INSTRUCTIONS:
1) Reproduce the passage of the market outlook article between "Nifty expiry: March contracts" and "square their positions.", inclusive.
2) In the market outlook article, what is the maximum level to which the US plans to raise its strategic crude reserve?

READING PASSAGE:
Key factors that will guide market this week


Published On: Monday, March 23, 2020 | By:

Key factors that will guide market this week

After a 12% fall in benchmark indices last week, it is likely that the market is entering another subdued week. Rapidly rising coronavirus cases will be the biggest factor in steering share markets. Though the SEBI decisions on Friday to curb short-selling was a much-needed step may have unintended consequences, said experts.

Some important factors which may guide the market next week are:

Rapid rise in Coronavirus case: More disruptions of businesses in the coming days to contain the spreading virus is expected.Prolonged shutdowns leading to recession may not be far fetched imagination.

Crude price stabilisation: Last week crude prices fell by 20%. The US has announced a plan to increase crude stock to raise its strategic reserve to a maximum of 727 million barrels in the states of Louisiana and Texas. “With this announcement alone, they will lap up some 77 million barrels in the coming weeks and months, thus taking crude oil higher by 20 percent. If the US can do such smart maneuvering to stabilize commodity prices, it can be reasonably expected that equities too will soon find its feet,” experts opined. 

SEBI makes shorting tough: SEBI on 20th March halved position limits for certain stock futures, restricted short-selling of index derivatives and raised margin rates for some shares in a bid to curb "abnormally high" volatility amid the coronavirus pandemic. With SEBI's new curbs, more counters will come under the ban period as soon as the 95 percent limit is breached. However, there can be unintended consequences. The market is now oversold. Short covering may lead to sharp volatility. Also, when liquidity is low, selling in the cash market can lead to a crash in prices, according to experts.

FII selling: Foreign money managers are dumping blue chips in droves, hitting market sentiments. If they continue selling, which is likely as ETF redemptions have risen, the market can go further down.

Nifty expiry: March contracts of futures and options will expire on Thursday, which means the coming days could be volatile ones as traders will rush to either roll over or square their positions.

Technical point of view:Nifty index has moved too far too fast and became deep oversold hence bounces followed by selling emerging on the higher levels may be witnessed.

Text-to-region grounding data:
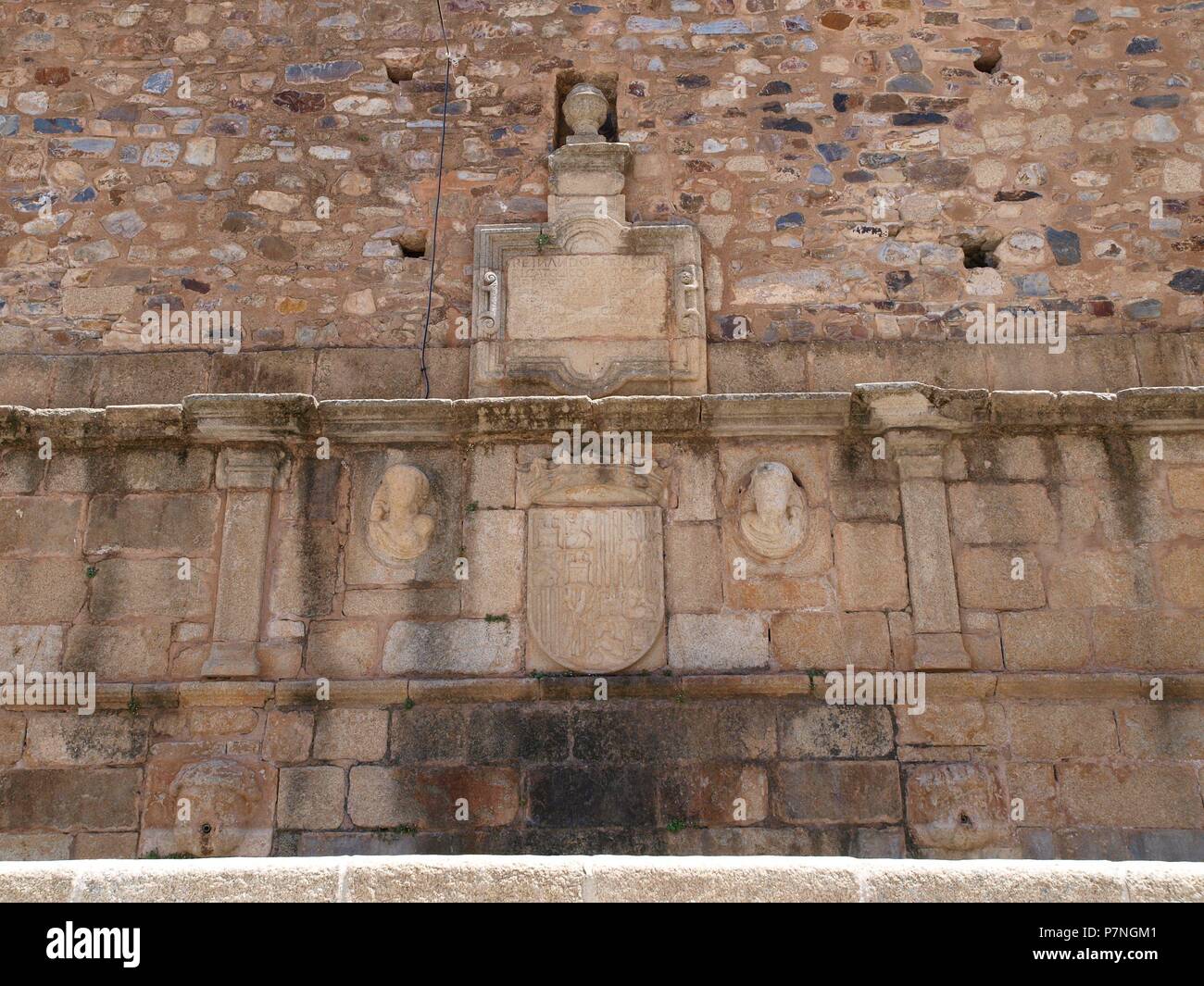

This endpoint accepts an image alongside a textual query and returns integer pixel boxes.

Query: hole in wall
[960,233,1003,271]
[389,230,426,257]
[555,69,619,147]
[972,37,1003,76]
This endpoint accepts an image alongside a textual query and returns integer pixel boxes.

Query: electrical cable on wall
[418,0,452,397]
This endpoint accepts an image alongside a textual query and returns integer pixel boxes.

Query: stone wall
[0,384,1204,859]
[0,0,1204,407]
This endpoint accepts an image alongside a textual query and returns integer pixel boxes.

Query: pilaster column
[201,446,284,678]
[886,429,971,670]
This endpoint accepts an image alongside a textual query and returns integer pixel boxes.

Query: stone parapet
[0,856,1204,905]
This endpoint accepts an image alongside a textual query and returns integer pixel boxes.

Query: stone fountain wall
[0,385,1204,859]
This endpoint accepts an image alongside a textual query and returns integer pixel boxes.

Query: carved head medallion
[368,465,434,565]
[739,462,807,558]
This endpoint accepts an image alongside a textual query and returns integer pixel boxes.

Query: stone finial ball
[563,81,610,136]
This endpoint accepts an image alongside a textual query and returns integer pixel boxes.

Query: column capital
[217,445,285,490]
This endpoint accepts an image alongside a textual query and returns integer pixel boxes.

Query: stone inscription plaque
[506,254,670,340]
[527,506,665,673]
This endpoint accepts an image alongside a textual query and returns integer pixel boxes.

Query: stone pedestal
[470,85,707,397]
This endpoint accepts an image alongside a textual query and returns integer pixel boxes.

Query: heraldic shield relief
[527,506,665,672]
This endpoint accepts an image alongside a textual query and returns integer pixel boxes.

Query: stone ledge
[0,856,1204,903]
[58,670,1204,710]
[0,381,1204,445]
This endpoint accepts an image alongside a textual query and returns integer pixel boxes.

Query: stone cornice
[0,383,1204,445]
[32,670,1204,712]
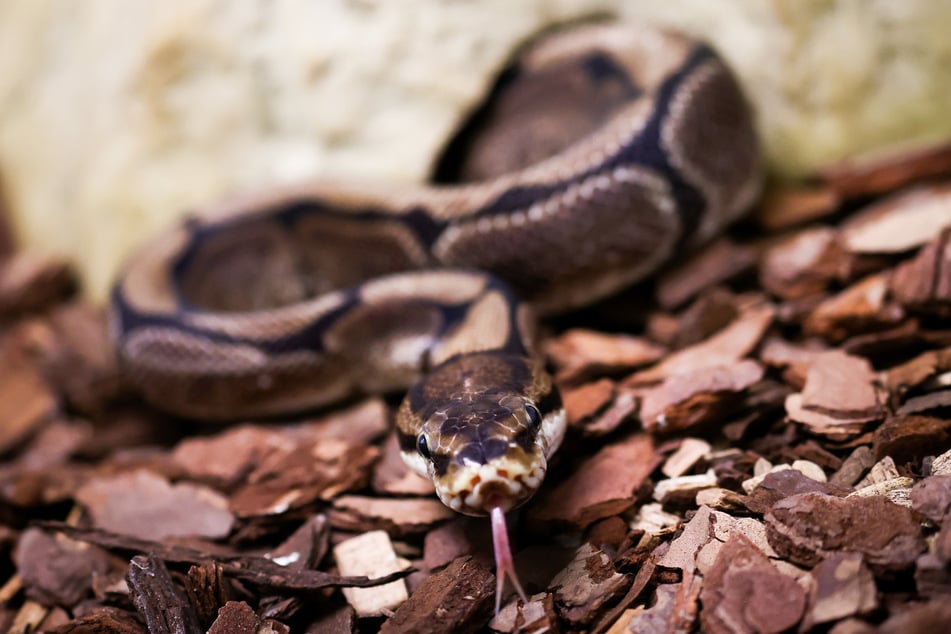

ANSWERS FOR THE TASKS:
1)
Nifty expiry: March contracts of futures and options will expire on Thursday, which means the coming days could be volatile ones as traders will rush to either roll over or square their positions.

2) A maximum of 727 million barrels.